* **Problema a resolver**: Transcribe literalmente, del texto sobre la corrupción en el sector empresarial, el fragmento que empieza con las palabras "En ese sentido, lo" y acaba con "y la impunidad.".

* **Bloque de texto**:
........
El presidente del Consejo Coordinador Empresarial (CCE), Juan Pablo Castañón, adimitió ayer que también hay corrupción en la iniciativa privada y dijo que cuando un acto de ese tipo involucra a un funcionario y un particular, deben ser sancionadas ambas partes .
En ese sentido, lo relevante no es que el CCE admita ahora que también existe corrupción entre los empresarios, sino que lo haga hasta ahora y que no acompañe esa formulación de un compromiso por denunciar y ayudar a combatir ese flagelo.
Tal relación entre corruptores y corrompidos, basada en la violación sistemática de las fronteras de lo público y lo privado, se ha convertido en estructural en los tres niveles de gobierno y en los tres poderes de la Unión, y para erradicarla es preciso, antes que nada, combatir la simulación y la impunidad.
Significativamente, las declaraciones del dirigente empresarial coincidieron en la fecha con la detención, en España, del empresario mexicano Juan Manuel Muñoz Luévano, en el contexto de la investigación abierta por la fiscalía de ese país contra el ex presidente nacional del PRI Humberto Moreira, por presunto blanqueo de capitales, asociación delictiva, malversación de fondos públicos y prevaricación.
Ciertamente, sería improcedente que la cúpula del sector empresarial se resistiera a admitir que la corrupción no es una lacra unidimensional circunscrita a las oficinas gubernamentales, sino una relación ilegal e inescrupulosa entre servidores públicos y actores privados, y que el propio sector empresarial es corresponsable del fenómeno, por cuanto de él emana la mayor parte de los sobornos, comisiones y pagos ilegítimos por favores , privilegios y tratos preferenciales, que conllevan, invariablemente, graves pérdidas al erario: entre 400 y 740 mil millones de pesos anuales –según diversos estudios–, equivalentes a 4 por ciento del producto interno bruto.
........
* **Datos mostrados**:
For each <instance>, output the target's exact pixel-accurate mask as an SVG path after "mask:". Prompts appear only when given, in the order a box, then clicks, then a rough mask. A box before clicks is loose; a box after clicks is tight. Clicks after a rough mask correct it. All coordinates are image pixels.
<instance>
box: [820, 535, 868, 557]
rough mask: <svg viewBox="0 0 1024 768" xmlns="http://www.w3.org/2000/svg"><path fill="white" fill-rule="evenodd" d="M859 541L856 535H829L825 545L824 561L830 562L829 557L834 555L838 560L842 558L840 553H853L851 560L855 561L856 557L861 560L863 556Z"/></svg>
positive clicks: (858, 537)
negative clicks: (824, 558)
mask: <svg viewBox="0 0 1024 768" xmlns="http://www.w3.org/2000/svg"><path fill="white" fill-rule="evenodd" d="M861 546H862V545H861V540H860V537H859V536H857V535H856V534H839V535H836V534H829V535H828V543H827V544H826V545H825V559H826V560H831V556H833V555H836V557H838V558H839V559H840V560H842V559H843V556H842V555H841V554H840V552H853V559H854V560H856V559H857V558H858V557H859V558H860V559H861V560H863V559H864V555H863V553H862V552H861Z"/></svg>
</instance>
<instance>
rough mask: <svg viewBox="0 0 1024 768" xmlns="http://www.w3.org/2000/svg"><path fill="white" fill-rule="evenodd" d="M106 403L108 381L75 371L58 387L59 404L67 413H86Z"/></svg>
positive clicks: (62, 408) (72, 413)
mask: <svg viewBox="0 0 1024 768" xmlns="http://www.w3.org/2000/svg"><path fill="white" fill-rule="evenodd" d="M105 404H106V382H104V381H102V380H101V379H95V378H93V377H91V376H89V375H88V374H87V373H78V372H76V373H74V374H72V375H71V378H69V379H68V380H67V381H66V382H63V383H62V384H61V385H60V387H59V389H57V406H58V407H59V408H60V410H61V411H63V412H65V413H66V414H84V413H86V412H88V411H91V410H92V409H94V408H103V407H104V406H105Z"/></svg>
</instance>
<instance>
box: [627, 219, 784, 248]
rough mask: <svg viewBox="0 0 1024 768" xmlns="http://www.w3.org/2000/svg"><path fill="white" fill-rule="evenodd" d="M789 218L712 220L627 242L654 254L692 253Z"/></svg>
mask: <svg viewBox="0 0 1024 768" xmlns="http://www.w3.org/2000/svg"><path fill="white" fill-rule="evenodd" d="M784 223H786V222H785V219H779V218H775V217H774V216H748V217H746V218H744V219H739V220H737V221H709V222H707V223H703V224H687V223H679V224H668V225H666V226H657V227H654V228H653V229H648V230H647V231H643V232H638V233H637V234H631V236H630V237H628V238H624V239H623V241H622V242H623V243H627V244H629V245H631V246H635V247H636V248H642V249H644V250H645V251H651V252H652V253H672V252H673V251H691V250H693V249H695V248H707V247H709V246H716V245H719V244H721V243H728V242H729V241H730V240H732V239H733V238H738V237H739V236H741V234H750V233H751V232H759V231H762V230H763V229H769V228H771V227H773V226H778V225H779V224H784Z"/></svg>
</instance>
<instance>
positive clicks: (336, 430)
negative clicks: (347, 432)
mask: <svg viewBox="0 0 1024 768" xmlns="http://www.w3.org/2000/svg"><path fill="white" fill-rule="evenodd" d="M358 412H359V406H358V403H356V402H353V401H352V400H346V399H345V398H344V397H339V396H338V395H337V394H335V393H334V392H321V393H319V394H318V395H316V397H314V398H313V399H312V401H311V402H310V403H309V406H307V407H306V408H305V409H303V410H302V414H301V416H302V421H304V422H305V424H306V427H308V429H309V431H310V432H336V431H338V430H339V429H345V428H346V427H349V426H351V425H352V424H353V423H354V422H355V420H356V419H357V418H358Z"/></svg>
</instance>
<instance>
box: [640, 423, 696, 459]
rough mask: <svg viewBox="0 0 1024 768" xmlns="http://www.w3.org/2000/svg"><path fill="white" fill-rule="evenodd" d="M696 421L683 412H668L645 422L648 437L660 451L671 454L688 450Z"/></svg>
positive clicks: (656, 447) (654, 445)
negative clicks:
........
* **Respuesta**:
En ese sentido, lo relevante no es que el CCE admita ahora que también existe corrupción entre los empresarios, sino que lo haga hasta ahora y que no acompañe esa formulación de un compromiso por denunciar y ayudar a combatir ese flagelo.
Tal relación entre corruptores y corrompidos, basada en la violación sistemática de las fronteras de lo público y lo privado, se ha convertido en estructural en los tres niveles de gobierno y en los tres poderes de la Unión, y para erradicarla es preciso, antes que nada, combatir la simulación y la impunidad.